■ **Page extract**:
start
If you have an annual bed or vegetable garden, then the broadfork is a must-have tool. Some of the specific benefits of using this gardening tool are found here.
Seeds for weeds can remain dormant in your soil for several decades. If you use a rototiller, the old weeds are going to resurface and may germinate if they are exposed to the sun. However, with a broadfork, you aren’t mixing the soil. This helps you keep these seeds in the dark.
A rototiller can usually reach to a depth of six inches in your soil, but this depends on the model you use. However, with a broadfork, the tines can each penetrate up to 16 inches while creating tunnels that make it easier for plants to grow.
When you have plants that are deeply rooted, it’s much easier for them to gain access to the water underground, especially during dry periods. It’s also possible for the roots to reach nutrients that are located in the deeper layers of soil.
Soil health isn’t just about the nutrients resent. It is also important for there to be an array of microorganisms growing in it. When tilling your soil, this is going to disrupt your soil’s rhizosphere, or the part of the soil where soil microorganisms and plant roots are found.
end
■ **List of tasks**:
1) Answer these questions using the broadfork text:
(a) How deep can each broadfork tine penetrate the soil?
(b) How long can weed seeds remain dormant in soil?
(c) What does the broadfork text call the part of the soil where soil microorganisms and plant roots are found?
2) Continue the broadfork text from its final sentence.

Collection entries
start
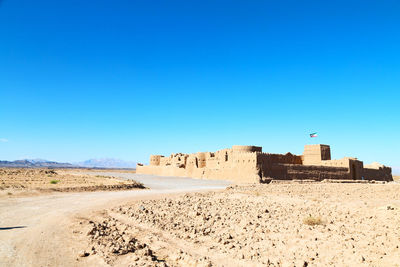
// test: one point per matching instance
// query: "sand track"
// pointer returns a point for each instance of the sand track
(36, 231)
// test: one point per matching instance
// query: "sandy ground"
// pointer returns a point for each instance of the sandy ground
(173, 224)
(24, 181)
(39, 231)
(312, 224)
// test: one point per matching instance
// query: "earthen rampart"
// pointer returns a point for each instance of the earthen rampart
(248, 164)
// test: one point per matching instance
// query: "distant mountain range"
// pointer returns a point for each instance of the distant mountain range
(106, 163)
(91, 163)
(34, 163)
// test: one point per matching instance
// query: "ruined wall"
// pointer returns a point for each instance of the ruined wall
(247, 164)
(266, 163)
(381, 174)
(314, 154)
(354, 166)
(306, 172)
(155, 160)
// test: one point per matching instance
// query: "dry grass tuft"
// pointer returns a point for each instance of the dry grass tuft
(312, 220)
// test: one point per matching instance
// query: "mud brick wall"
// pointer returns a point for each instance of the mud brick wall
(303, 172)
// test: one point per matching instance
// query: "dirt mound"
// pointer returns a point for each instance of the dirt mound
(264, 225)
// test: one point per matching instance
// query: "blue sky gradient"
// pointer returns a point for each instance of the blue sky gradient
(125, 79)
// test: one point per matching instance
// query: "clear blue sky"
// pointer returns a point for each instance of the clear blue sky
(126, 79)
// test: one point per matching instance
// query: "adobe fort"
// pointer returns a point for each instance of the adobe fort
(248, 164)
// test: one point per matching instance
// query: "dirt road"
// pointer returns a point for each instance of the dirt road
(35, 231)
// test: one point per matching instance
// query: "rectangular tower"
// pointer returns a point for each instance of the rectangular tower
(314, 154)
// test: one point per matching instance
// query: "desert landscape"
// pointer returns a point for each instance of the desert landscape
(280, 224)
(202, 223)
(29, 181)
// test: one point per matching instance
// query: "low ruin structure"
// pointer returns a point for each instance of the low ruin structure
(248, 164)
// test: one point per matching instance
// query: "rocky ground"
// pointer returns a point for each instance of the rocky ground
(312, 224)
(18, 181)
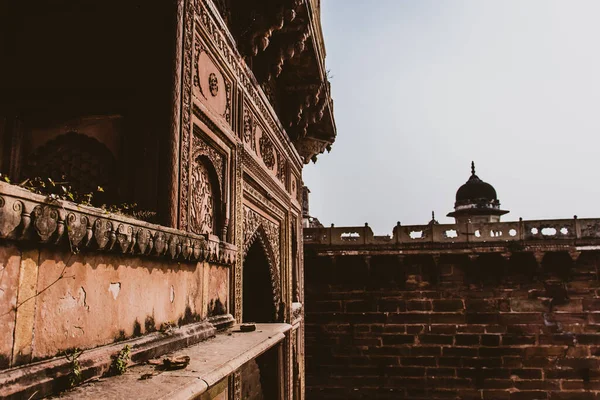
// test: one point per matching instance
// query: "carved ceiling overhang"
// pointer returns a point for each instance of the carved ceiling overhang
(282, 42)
end
start
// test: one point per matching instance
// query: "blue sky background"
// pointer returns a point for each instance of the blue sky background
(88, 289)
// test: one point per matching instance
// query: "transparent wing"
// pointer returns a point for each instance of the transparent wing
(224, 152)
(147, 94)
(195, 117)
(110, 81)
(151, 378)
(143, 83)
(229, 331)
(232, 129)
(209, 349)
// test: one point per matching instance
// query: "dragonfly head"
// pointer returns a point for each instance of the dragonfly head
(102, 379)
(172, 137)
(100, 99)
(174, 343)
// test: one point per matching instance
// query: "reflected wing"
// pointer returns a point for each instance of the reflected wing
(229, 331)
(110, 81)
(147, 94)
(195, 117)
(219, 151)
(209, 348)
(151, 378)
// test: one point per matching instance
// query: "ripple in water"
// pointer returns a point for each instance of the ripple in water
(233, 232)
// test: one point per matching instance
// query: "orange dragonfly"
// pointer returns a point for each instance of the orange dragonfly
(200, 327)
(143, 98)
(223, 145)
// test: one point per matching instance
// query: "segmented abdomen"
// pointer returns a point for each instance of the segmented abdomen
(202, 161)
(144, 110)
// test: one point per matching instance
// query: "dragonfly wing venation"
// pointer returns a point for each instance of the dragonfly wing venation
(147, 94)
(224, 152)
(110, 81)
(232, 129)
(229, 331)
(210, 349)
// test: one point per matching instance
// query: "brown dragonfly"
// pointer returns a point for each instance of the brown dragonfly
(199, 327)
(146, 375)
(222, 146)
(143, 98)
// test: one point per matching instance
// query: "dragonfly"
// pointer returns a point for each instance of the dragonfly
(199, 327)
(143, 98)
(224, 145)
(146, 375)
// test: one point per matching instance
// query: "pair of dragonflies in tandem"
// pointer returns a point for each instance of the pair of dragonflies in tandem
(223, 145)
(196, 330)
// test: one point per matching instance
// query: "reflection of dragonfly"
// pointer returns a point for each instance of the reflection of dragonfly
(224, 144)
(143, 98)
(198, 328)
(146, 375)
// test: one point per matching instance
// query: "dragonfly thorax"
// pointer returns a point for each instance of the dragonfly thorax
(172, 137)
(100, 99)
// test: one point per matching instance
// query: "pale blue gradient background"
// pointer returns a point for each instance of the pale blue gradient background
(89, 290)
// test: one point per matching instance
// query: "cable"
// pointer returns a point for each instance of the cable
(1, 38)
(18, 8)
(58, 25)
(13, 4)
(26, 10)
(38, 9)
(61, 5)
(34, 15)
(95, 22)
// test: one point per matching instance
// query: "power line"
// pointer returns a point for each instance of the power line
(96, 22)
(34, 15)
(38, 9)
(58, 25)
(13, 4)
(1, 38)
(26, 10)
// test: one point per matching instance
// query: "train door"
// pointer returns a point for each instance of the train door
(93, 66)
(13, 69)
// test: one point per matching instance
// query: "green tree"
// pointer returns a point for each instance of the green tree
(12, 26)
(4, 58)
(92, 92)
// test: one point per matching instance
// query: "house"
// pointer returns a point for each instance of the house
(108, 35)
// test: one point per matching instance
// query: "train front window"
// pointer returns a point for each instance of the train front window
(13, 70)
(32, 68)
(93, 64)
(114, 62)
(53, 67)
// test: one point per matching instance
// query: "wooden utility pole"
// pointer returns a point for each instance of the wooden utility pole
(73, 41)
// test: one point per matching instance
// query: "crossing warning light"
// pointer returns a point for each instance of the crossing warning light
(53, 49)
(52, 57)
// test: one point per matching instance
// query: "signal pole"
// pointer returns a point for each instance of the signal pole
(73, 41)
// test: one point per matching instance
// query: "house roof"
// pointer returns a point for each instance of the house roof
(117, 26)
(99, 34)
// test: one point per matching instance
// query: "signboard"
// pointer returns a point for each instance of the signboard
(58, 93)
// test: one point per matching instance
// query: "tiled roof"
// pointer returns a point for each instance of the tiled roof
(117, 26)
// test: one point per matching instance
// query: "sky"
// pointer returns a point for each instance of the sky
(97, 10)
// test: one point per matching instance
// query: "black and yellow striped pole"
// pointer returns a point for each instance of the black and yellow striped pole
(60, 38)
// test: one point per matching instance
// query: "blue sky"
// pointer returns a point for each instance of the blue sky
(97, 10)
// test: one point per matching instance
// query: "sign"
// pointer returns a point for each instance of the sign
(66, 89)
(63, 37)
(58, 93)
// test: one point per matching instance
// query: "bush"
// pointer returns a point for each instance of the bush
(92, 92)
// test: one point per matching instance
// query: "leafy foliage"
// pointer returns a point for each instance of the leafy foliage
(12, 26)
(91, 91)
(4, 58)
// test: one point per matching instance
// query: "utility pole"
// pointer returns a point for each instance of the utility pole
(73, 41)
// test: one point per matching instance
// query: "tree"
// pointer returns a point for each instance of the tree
end
start
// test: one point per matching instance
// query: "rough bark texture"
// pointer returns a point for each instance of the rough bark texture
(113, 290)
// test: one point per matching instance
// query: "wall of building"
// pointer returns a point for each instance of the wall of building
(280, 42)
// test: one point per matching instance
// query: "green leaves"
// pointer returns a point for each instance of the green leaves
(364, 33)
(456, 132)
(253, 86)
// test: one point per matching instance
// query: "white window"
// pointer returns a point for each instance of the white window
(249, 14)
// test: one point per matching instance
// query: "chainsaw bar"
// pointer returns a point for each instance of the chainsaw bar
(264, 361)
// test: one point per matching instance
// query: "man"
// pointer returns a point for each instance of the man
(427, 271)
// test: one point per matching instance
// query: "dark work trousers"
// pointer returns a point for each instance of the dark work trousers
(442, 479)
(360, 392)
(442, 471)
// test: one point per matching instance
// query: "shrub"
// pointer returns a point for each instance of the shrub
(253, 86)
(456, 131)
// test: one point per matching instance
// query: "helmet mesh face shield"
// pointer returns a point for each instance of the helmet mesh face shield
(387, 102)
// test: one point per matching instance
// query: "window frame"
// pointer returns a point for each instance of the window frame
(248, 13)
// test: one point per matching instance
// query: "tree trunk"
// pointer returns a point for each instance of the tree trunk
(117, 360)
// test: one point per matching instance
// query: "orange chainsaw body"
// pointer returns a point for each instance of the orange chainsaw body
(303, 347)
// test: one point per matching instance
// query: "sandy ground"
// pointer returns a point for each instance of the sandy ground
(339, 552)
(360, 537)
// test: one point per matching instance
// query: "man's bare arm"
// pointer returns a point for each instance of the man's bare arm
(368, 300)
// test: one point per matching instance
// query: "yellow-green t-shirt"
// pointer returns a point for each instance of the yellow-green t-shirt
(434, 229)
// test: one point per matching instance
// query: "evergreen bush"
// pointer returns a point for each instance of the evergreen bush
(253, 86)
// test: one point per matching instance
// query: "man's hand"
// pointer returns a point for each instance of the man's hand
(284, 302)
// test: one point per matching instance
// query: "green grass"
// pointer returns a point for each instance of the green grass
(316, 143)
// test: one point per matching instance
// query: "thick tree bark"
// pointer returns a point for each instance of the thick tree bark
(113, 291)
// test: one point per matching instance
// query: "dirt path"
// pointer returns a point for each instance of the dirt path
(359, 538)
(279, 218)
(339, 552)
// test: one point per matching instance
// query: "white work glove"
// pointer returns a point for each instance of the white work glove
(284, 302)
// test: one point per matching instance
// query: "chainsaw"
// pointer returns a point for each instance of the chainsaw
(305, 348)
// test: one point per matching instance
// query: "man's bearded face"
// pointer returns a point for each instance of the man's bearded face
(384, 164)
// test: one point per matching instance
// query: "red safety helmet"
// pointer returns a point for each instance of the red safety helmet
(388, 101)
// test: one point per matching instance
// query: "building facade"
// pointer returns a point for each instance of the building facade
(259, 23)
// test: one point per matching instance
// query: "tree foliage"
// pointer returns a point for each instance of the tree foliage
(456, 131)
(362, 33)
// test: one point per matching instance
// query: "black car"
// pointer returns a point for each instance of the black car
end
■ **Solved tasks**:
1)
(a) Up to 16 inches.
(b) Several decades.
(c) The rhizosphere.

2)
When it comes to the distribution of nutrients to plants, the rhizosphere plays an important role, which means you need to take steps to protect it. Today, many commercial farmers are opting to use a no-till system, which allows them to preserve topsoil and reduce the use of fertilizers to provide plants with the needed nutrients.
If you use a rototiller in damp or wet soil, it is going to ruin the structure, and could even create the presence of small bricks that the roots of plants aren’t able to penetrate. It’s often frustrating to deal with when it rains and you are ready to till, as this can delay your planting for days or weeks.
However, if you use the broadfork instead, the soil doesn’t have to be completely dry. While it shouldn’t be extremely wet, a broadfork is fine if the soil is damp, and there’s no worry that you are going to ruin the soil’s structure.
While the use of a broadfork may take a bit more elbow grease and hard work, all the benefits it offers make it well worth the time and sweat. It’s a good idea to consider using this for next planting season.